*Request*. Without the pictures, return all of the material exactly as written.

*Object pointing dataset rows*.
______

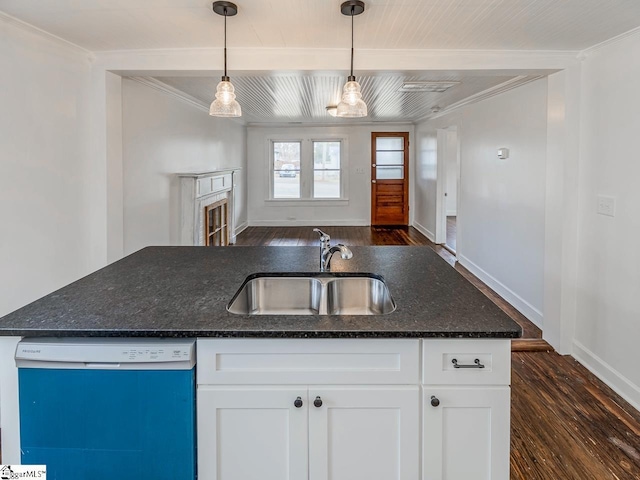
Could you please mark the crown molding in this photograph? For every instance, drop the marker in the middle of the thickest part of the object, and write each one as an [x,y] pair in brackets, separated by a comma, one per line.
[178,94]
[618,38]
[32,29]
[488,93]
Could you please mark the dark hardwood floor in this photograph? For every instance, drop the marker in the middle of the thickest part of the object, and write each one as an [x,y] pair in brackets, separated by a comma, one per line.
[363,236]
[565,423]
[568,425]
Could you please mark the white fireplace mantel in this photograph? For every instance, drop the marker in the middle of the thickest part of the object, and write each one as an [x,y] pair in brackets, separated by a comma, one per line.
[199,190]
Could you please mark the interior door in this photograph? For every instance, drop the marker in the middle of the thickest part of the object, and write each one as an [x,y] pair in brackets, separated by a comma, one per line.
[390,178]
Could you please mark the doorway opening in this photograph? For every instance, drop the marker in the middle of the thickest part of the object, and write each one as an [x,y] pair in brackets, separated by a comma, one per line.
[447,187]
[390,179]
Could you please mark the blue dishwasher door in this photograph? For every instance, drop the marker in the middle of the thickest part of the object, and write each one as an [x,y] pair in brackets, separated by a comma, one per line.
[108,424]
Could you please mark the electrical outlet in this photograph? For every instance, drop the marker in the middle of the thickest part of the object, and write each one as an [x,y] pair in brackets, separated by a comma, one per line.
[606,205]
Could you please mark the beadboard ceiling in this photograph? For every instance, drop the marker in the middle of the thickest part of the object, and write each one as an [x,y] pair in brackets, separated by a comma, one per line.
[303,98]
[100,25]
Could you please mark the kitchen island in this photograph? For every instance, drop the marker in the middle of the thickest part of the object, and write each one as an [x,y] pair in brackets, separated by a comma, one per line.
[430,378]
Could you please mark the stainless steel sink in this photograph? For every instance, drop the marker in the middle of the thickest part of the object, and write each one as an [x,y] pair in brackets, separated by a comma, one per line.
[312,294]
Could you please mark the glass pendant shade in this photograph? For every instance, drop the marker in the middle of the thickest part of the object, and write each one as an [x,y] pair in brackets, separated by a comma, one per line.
[225,104]
[351,105]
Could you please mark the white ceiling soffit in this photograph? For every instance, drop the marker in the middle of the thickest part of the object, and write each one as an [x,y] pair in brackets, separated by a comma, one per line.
[303,98]
[102,25]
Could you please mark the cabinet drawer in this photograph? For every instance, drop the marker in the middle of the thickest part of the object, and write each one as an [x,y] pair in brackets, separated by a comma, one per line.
[440,356]
[307,361]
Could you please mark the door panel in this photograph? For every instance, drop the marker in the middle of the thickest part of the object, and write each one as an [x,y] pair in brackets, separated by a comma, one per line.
[364,433]
[390,182]
[469,424]
[252,433]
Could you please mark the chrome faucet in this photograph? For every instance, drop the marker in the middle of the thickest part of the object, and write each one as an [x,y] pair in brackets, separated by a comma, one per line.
[327,251]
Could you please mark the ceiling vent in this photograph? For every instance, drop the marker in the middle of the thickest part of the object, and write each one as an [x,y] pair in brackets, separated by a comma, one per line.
[437,87]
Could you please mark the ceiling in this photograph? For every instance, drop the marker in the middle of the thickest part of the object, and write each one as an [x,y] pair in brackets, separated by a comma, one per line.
[301,97]
[100,25]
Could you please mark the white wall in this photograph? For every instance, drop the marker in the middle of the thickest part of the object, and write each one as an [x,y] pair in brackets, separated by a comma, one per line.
[355,211]
[45,200]
[452,174]
[608,299]
[162,136]
[502,202]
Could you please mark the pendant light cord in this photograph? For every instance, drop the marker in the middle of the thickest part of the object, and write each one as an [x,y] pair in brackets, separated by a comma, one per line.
[352,13]
[225,46]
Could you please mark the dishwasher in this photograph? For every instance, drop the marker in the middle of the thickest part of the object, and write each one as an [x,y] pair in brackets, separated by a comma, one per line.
[105,408]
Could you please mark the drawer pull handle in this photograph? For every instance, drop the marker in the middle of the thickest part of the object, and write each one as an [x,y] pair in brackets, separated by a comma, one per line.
[476,364]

______

*Exercise output*.
Could you please mark the crown molding in this photograph? For every instance, drop the marker in the middle of the thickest part of the object, and write each one as an [x,y] pair in brackets, separated by a comma, one per line.
[178,94]
[618,38]
[32,29]
[488,93]
Could you please mark the dark hardwood floor in this photograph? For every instance, drop the marker in the middle of the thickest part of the object, and write each one as an [x,y] pair in brackets, separated by a comma, one per line.
[363,236]
[565,423]
[568,425]
Could you please mark the white fireplace mantel in this photograph? For every instance, drop the marker in the middle of the thickest part of the object, and write each one as an [x,y] pair in brackets, separated by a comma, one per line.
[199,190]
Could you please mark the interior door in this photograph? For every instance, drop the marker in the middle of the thickest part of the object, and write each one as an [x,y] pair in brackets, separated by a comma, one per line.
[390,178]
Could you please mark the doorway opening in this photograph? For every instance, drop the marker in the middle of the thickest part of the object, and write each one as an [x,y] pair in brackets, separated by a comma, one per line.
[447,187]
[390,179]
Could you please mark the blue dishwasher door in this photograph? For every instance, drop the marker in the middle of the thickest part of the object, and write each one as an [x,y] pair in brackets, separated by a comma, one per line.
[108,424]
Could you please mark the electrical outlet in this photograph? For every instance, drop the marker in the middle of the thickest part of the object, and write each one as an [x,y] pair in brackets, separated by a comma, one per line.
[606,205]
Could you please mark the beadboard ceiling in this photograph? For every instance, drop the marker in the middle of the thickest part of the object, and write each one as an [x,y] pair in brackets, separated by a comma, one per line.
[303,98]
[100,25]
Could you please mark the kitchen island in this photograph? For every instance, drop the marker in the middle of the thickest part of the object, and write each one as an [x,y] pair in brackets, separated by a comma, one per line.
[430,378]
Could you please mark the stainless steel sink in this photograph? For every instance, drop the marker in the middle of the thickest part of the object, and write each one as an [x,y] pair in brackets, separated by a comma, one per line.
[312,294]
Could you please mark the glass pendant shade in this photograph? For every instance, drop the marker in the middle of the thickest part of the object, and write each one as an [x,y] pair in brackets, separated by a comma, one per line.
[225,104]
[351,105]
Could you please mark the white ceiling soffit in this photograph? For every instance, drop the marker in the middle of the thickest part of the object, and write each one as an [x,y] pair in brackets, separated by a comma, one per line.
[303,98]
[102,25]
Could you please mark the cabinet drawer in this photograph? For every instance, drop the marker in the middle of the thickest part of the object, and write each one as an [x,y] pair in brackets, separated by a comma, one per line.
[440,356]
[307,361]
Could you please mark the door panel in this photograph? For every instance, drop the marker in the middle of the thickest part of the object, and write each one as an [x,y] pair in brackets, separated by a comma, one per line.
[364,433]
[390,182]
[469,424]
[252,433]
Could you please mark the chrome faucet in this photograph? For every instance, drop the marker in the middle of the thickest part of the object, and write each one as an [x,y] pair in brackets, separated by a comma, one per line.
[327,251]
Could you please mark the ceiling vent in this photograph? For every instance, drop the marker in the middle of the thickest part of the object, and write each one as an [x,y] pair in brackets, separated by a comma, one per line.
[437,87]
Could you please mark the ceiling in this photograph? For every instance, drop the marker in the middle of the thickest part of the object, and write each one as an [x,y] pair in brackets, separated by a comma, one per line.
[301,97]
[100,25]
Could you please mark the white wall in this photograph? For every instance, drop the marker in the middle of the thickest part of the object, and write each one as an [x,y] pair in brackets, separated by a comma, one per line.
[355,211]
[45,200]
[452,174]
[608,299]
[162,136]
[502,202]
Could you please mark the pendant light cord in this photograph? For every instance, drop the marker in the middle of the thickest part of the object, and write each one as an [x,y] pair in brackets, separated by a comma, one per line.
[352,13]
[225,46]
Could you please mark the dishwasher in this photograph? For every instance, drop the marker in the middle of the thickest part of the object, and write each one as an [x,y] pair in brackets, separated by a comma, one per line.
[105,408]
Could you please mark the drawer pull handle in this photograph? For every instance, drop the marker in the middle of the thickest part of the object, and write each one as an [x,y] pair in brackets, separated by a comma, one per line.
[476,364]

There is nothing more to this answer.